İngilizce ilgi cümleleri (relative clauses) nedir? İlgi cümlesi örnekleriyle konu anlatımı ve test!
İngilizce öğrenimimizde ilerledikçe çeşitli düşünceleri gitgide daha detaylı ve karmaşık şekilde ifade etmemiz gerekiyor. Bir diğer deyişle seviyemiz ilerledikçe cümlelerimiz de doğal olarak uzuyor ve daha kısıtlı anlamlar taşıyabiliyorlar. Bunun için de tabii ki bazı dilbilgisi yapılarına ihtiyaç duyuyoruz.
Bir şeyi detaylandırmamız gereken durumlarda en çok kullanacağımız yapılardan biri ise ilgi cümleleri, veya İngilizcedeki adlarıyla relative clause’lar. Yazımız ilerledikçe fark edeceksiniz ki İngilizce ilgi cümlelerine hakim olmak, dil kullanımı konusunda bize yepyeni kapılar açacak!
O halde gelin, hep birlikte İngilizce ilgi cümlelerinin ne olduğunu, nasıl kurulduklarını ve genel olarak nasıl işlediklerini öğrenelim. Bunun için ilgi cümleleri örneklerinden sıkça faydalanacak, yazımızın sonunda da bir bilgi testi çözeceğiz. Haydi öğrenelim!
İngilizcede ilgi cümleleri (relative clauses) nedir?
İngilizcede ilgi cümleleri (relative clauses) bir noun (isim) yapısını niteleyen yan cümleciklere verilen addır. Genellikle ilgi zamirleri (relative pronouns) ile başlarlar ve kendilerinden önce gelen isim hakkında oldukça detaylı bir bilgi verebilmemizi sağlarlar.
Örnek: The book that I borrowed from the library is fascinating. (Kütüphaneden ödünç aldığım kitap çok ilginç.)
Bu örnekteki ilgi cümlesi, “that I borrowed from the library” ifadesi olacaktır. Görebildiğimiz üzere bu yapı kendi başına dahi sıradan bir cümleye oldukça benziyor, ancak asıl görevi ana cümlenin öznesi olan “the book” yapısı hakkında ek bilgi sunmak.
İngilizce ilgi cümlelerinin türleri nelerdir?
İngilizcede ilgi cümleleri, kendi içinde ikiye ayrılıyor: restrictive (defining) relative clauses ve non-restrictive (non-defining) relative clauses. Bunları sırasıyla “sınırlayıcı ilgi cümleleri” ve “sınırlamasız ilgi cümleleri” şeklinde çevirmemiz mümkün. Aralarındaki farkı hemen açıklayalım.
Restrictive relative clause nedir?
Restrictive relative clause yani defining relative clause kategorisindeki ilgi cümleleri, betimledikleri isim hakkında gerekli bir bilgi sunan yapılara verdiğimiz isim. Bir diğer deyişle, bu türdeki ilgi cümlelerini cümleden çıkaramayız, yoksa anlam temel bir biçimde değişir.
Örnek: The woman who lives next door is a famous chef. (Yan dairede yaşayan kadın ünlü bir şef.)

◆ Sunulan veriler:
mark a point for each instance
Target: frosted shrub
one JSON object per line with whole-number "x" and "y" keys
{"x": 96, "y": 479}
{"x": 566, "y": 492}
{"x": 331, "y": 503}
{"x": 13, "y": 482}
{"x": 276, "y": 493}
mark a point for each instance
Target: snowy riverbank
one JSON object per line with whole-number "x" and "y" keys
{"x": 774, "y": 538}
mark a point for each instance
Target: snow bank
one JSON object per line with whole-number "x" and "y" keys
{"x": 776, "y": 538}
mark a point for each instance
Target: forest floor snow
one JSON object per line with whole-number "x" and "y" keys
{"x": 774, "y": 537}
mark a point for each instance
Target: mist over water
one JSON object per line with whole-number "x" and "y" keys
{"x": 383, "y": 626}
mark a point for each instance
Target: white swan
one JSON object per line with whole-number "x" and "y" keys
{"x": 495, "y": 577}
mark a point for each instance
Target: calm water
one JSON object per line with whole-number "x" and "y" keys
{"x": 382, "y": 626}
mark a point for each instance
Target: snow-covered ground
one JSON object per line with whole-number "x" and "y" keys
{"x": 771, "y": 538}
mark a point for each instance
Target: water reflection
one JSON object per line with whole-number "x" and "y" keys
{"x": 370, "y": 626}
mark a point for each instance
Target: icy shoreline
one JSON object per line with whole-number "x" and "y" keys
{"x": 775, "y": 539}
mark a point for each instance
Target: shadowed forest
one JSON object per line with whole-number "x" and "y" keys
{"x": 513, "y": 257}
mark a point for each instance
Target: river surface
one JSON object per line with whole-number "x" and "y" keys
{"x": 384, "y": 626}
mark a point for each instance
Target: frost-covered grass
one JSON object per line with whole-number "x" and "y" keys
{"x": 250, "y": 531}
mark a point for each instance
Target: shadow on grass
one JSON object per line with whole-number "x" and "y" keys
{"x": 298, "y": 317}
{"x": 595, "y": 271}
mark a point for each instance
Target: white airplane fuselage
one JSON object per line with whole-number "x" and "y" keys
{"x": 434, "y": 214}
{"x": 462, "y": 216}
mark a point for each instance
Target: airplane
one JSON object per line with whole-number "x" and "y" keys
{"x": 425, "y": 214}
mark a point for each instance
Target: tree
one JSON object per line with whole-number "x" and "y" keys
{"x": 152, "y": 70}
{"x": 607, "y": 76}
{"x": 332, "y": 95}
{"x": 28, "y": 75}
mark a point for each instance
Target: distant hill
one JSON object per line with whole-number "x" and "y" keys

◆ Hedefler:
a: İlgi cümleleri yazısında alt başlık olarak hangi sorular yer alıyor? Hepsini metindeki sırayla yaz.
b: İlgi cümleleri yazısını kaldığı yerden sürdürür müsün?

◆ Görev yanıtları:
a:
- İngilizcede ilgi cümleleri (relative clauses) nedir?
- İngilizce ilgi cümlelerinin türleri nelerdir?
- Restrictive relative clause nedir?

b:
Yukarıdaki cümlede “who lives next door” ifadesi bir restrictive relative clause oluşturuyor, çünkü bu yapı sayesinde herhangi bir kadından değil, özel olarak yan dairede yaşayan kadından bahsettiğimizi belirtiyoruz. Eğer ilgi cümlesini dahil etmemiş olsaydık, cümleden bu anlamı çıkaramazdık.
Non-restrictive relative clause nedir?
Non-restrictive relative clause yani non-defining relative clause türündeki ilgi cümleleri ise betimlenen noun hakkında esasında gerekli olmayan, yalnızca ek bilgi olarak değerlendirebileceğimiz detayları eklememizi sağlarlar. Bu ilgi cümlelerini cümlenin anlamını etkilemeden çıkarabiliriz.
Örnek: My sister, who is a talented musician, released her first album. (Yetenekli bir müzisyen olan kız kardeşim ilk albümünü çıkardı.)
Bu örnekteki ilgi cümlesi olan “who is a talented musician” ifadesi, cümlenin anlamını kökünden değiştirmiyor. Yalnızca konuşmacının kız kardeşi hakkında fazladan bir bilgi alıyoruz. Üstelik bahsedilen kız kardeşin, konuşmacının tek kız kardeşi olma ihtimali de gayet yüksek. Dolayısıyla bu örnekle “My sister released her first album.” demek arasında çok da bir fark yok.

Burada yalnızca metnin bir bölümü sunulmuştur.